# Problem to work on:
Write each line exactly as it stands, from the line containing "I would appreciate it if you could identify the corrugated" through the end of the data.

---- Input for this task

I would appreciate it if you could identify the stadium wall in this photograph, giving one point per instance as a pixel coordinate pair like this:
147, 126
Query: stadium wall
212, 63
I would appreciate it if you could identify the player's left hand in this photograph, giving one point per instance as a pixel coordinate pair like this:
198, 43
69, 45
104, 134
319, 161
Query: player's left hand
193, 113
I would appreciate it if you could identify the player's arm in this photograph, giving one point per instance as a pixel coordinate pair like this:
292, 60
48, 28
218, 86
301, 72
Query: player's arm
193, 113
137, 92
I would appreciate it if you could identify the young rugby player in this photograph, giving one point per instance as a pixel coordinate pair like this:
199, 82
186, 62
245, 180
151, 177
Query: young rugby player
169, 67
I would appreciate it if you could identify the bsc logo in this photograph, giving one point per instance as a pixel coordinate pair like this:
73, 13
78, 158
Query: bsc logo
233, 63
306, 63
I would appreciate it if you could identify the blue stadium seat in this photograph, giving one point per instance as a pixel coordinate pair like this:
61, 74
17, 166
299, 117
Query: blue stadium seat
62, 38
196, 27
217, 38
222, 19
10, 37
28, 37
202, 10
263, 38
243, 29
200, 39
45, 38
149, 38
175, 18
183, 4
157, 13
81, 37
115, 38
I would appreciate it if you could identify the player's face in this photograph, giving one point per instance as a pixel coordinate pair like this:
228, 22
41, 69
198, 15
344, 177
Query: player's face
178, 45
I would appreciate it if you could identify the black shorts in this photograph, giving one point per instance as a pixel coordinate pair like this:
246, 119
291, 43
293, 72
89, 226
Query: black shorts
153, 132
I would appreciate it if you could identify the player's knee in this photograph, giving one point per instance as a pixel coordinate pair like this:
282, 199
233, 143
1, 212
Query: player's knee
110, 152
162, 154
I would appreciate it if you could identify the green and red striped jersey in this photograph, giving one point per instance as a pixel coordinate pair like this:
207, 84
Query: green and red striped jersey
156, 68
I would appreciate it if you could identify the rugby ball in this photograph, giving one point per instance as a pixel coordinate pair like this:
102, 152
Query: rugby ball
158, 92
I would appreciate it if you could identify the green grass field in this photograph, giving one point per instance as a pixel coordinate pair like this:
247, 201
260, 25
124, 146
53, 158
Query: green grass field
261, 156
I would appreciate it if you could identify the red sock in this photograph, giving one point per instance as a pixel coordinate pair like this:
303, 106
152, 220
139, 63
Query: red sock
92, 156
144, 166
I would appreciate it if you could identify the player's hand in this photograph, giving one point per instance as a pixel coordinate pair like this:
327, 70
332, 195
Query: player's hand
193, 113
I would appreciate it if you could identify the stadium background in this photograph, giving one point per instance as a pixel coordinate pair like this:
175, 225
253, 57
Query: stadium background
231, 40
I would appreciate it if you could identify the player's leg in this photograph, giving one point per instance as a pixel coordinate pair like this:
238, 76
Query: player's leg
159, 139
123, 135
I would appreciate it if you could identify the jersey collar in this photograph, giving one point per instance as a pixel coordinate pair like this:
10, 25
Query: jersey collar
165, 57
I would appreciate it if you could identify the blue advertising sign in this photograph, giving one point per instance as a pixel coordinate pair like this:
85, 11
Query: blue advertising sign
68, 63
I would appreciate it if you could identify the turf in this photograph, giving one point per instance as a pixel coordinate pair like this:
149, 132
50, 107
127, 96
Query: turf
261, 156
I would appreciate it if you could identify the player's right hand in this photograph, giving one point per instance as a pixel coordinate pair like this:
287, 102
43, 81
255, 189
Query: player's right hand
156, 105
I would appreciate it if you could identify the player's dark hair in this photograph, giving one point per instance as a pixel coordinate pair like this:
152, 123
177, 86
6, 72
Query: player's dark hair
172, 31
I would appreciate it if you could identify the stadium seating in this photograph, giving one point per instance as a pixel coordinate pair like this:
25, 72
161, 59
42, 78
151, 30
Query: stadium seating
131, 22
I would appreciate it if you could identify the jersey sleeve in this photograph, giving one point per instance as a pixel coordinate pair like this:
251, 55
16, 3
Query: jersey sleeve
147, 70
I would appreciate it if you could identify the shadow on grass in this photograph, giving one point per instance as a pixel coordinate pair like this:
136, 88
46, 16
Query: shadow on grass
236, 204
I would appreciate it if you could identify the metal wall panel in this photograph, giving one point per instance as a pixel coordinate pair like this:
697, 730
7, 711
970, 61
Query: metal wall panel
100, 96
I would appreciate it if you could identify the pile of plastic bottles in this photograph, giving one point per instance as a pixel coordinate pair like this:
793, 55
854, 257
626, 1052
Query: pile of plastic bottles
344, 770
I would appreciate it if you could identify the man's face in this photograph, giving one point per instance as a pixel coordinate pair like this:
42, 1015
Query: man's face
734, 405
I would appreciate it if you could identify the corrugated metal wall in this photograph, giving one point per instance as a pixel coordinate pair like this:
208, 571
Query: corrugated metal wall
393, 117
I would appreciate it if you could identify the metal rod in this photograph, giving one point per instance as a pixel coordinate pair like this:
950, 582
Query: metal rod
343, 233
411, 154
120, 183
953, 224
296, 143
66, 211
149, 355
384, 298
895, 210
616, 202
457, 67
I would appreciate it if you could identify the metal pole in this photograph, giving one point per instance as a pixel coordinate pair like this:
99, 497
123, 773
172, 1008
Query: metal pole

--------

# Problem solution:
I would appreciate it if you could identify the corrugated metal wall in this photograph, giving one point per instance as a pixel coordinate pair like this:
208, 571
Query: corrugated metal wall
393, 117
I would appreciate it if you could identify the metal rod in this photograph, giving one point per instance as a pixel coordinate pair like this:
950, 582
Query: metal rod
343, 233
411, 154
120, 183
953, 224
296, 143
66, 211
149, 355
384, 298
895, 210
616, 202
457, 67
I would appreciate it if you could identify the metal pole in this photograph, giving one point per instance as a pixel coordinate pair like this:
99, 497
123, 773
172, 1008
Query: metal pole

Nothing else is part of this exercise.